▶ TEXT SEGMENT
________________

Pharmacy benefits covers medications distributed under bagging practice, but patient safety concerns have prompted the American Hospital Association and ASCO to issue position statements recommending restriction of the practice, the researchers added.

“As of 2021 ... Arkansas, Louisiana and Virginia have enacted laws prohibiting insurers from mandating bagging practice,” the researchers wrote. “Despite concerns voiced by professional associations and growing legislative efforts to restrict bagging practice, there is limited information on the prevalence of bagging in oncology and its financial effect.”

For this reason, Shih and colleagues identified 50 cancer drugs with the highest total costs included in the 2020 Medicare Part B drug spending dashboard. They pooled 2019 to 2020 data from the MarketScan Commercial Claims and Encounter Database and identified medications from medical and pharmacy claims among patients with cancer.

The study included 113,076 patient-drug pairs (mean patient age, 55.9 years; 68.4% women).

Researchers defined bagging as having physician-administered drugs billed to pharmacy benefits. They called the traditional alternative of physicians purchasing the drugs for delivery in the medical setting “buy-and-bill.”

Investigators calculated per-patient per-month insurance payment and out-of-pocket expenses separately from medical and pharmacy claims. They conducted regression analyses to examine the difference in mean and median per-patient per-month insurance payment costs between drugs distributed under bagging vs. buy-and-bill practices.

Findings

Overall, more than half (53.1%) of all patient-drug pairs involved immunotherapy or targeted therapy, followed by supportive care (27.6%) and other anticancer agents (19.3%).

Results showed bagging accounted for 3.7% of patient-drug pairs, which ranged from less than 1% of immunotherapy or targeted therapy agents to 11.4% of supportive care agents, according to the researchers.

In addition, researchers observed variations according to geographic region and insurance plan type. They observed statistically significant lower adjusted mean per-patient per-month payments for medications distributed under bagging ($7,405; 95% CI, $7,111-$7,700) compared with buy-and-bill ($9,547; 95% CI, $9,471-$9,622).

Researchers additionally found similarities in adjusted median payments for bagging ($5,746; 95% CI, $5,448-$6,043) compared with buy-and-bill ($6,681; 95% CI, $6,624-$6,737).

________________

▶ RECORD SET
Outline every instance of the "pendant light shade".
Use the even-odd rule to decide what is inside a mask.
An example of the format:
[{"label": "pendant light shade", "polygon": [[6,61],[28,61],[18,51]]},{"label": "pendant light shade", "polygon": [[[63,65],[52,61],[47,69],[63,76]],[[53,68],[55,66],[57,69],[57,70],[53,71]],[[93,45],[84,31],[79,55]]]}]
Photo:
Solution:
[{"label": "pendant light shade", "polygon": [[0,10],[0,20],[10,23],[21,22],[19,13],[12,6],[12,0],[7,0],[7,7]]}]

________________

▶ TO DO
(1) According to the article on bagging of cancer drugs, what share of patient-drug pairs did bagging account for?
(2) Carry on writing the article on bagging of cancer drugs from its last sentence.

▶ TASK-BY-TASK RESULTS
(1) 3.7%

(2)
Moreover, researchers observed higher adjusted mean out-of-pocket-cost payments per-patient per-month for bagging (mean, $315; 95% CI, $278-$351) compared with buy-and-bill ($145; 95% CI, $141-$148). They observed the same for median out-of-pocket-cost payments per-patient per-month for bagging ($93.60; 95% CI, $39.50-$39.70) vs. buy-and-bill ($0; 95% CI, $0-$0).

“Stratified analyses showed these patterns were primarily associated with supportive care drugs,” the researchers wrote.

Researchers said a limitation of the analysis included the inability to differentiate between agents shipped to the physician’s office or to patients’ residences in claims data.

Implications

“Proponents of bagging practice have emphasized its economic benefit to payers and patients, including the potential of lower premium from overall cost reduction,” the researchers wrote. “However, bagging in oncology was associated with lower payment for insurers ... but higher out-of-pocket payment for patients, suggesting payers and patients do not equally benefit from bagging practice financially.”

In addition, bagging can present challenges for physicians, they continued.

“For example, electronic health record builds of treatment plans typically include supportive medications preferred by and on formulary at the infusion facility,” they wrote. “If bagging introduces an alternative supportive medication, modification of treatment plans may or may not be possible depending on what has been built in the site’s electronic health record.”

Researchers said further research is needed to better understand factors driving the diffusion of bagging in oncology and to evaluate how the practice affects clinical outcomes.